What to produce: Work out how many lines in the data below contain "green", and state that count with nothing added.

Exercise materials:
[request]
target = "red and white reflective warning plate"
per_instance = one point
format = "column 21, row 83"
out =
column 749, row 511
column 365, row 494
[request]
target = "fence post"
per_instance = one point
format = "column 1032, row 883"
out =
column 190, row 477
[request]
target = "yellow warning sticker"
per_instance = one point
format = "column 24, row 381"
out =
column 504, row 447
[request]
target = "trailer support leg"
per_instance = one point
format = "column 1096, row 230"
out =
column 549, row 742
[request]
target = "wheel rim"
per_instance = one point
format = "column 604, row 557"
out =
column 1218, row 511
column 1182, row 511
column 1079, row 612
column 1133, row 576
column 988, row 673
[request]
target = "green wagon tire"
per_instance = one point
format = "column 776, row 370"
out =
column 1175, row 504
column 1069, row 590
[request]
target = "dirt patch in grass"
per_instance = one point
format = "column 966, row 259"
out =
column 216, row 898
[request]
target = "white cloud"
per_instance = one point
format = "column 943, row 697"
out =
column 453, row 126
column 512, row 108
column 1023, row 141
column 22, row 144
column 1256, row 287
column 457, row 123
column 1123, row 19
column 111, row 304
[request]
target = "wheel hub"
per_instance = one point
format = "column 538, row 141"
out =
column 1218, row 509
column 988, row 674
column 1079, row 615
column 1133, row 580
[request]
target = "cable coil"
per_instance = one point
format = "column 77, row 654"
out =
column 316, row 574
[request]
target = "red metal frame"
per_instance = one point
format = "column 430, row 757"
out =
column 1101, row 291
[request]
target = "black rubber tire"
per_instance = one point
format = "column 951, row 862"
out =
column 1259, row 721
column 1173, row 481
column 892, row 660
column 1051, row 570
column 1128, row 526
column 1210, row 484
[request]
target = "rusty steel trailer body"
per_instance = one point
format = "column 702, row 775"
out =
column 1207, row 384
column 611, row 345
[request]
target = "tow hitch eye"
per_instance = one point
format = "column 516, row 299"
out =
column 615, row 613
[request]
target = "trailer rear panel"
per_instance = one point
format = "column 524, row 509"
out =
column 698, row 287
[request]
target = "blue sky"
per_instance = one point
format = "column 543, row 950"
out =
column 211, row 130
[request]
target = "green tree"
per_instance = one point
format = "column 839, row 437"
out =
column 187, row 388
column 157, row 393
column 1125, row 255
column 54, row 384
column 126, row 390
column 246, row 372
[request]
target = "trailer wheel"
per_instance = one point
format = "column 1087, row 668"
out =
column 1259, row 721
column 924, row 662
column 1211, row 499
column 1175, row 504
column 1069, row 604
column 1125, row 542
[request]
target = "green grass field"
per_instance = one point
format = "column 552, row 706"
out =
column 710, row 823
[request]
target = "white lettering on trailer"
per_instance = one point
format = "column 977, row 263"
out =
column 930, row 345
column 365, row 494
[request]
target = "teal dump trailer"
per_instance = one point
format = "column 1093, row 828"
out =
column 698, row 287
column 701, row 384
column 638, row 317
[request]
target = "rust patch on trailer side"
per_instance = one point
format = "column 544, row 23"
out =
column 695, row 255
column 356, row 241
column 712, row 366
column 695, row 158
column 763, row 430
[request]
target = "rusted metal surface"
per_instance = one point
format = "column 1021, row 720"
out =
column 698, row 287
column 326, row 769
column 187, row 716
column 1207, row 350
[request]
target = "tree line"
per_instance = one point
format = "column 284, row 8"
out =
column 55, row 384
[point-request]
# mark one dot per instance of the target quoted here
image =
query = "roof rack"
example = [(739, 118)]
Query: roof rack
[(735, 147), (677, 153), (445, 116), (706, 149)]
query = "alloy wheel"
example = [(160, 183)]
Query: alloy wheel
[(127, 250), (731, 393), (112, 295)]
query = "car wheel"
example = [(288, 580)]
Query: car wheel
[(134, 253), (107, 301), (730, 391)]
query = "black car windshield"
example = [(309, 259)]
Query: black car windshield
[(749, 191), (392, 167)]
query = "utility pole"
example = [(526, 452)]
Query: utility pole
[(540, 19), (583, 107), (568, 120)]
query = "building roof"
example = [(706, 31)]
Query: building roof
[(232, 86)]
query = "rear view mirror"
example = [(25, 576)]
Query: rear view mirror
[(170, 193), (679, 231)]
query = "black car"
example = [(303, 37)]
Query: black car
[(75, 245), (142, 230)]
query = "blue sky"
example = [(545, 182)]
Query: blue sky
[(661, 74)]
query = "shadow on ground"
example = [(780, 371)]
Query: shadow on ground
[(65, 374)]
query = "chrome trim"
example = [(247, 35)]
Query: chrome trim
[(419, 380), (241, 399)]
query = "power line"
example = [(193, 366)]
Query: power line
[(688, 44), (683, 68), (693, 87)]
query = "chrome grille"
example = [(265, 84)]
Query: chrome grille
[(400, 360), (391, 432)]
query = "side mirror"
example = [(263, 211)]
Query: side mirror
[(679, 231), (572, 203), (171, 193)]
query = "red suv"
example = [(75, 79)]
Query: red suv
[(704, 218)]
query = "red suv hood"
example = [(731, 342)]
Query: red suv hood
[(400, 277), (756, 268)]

Worked solution: 3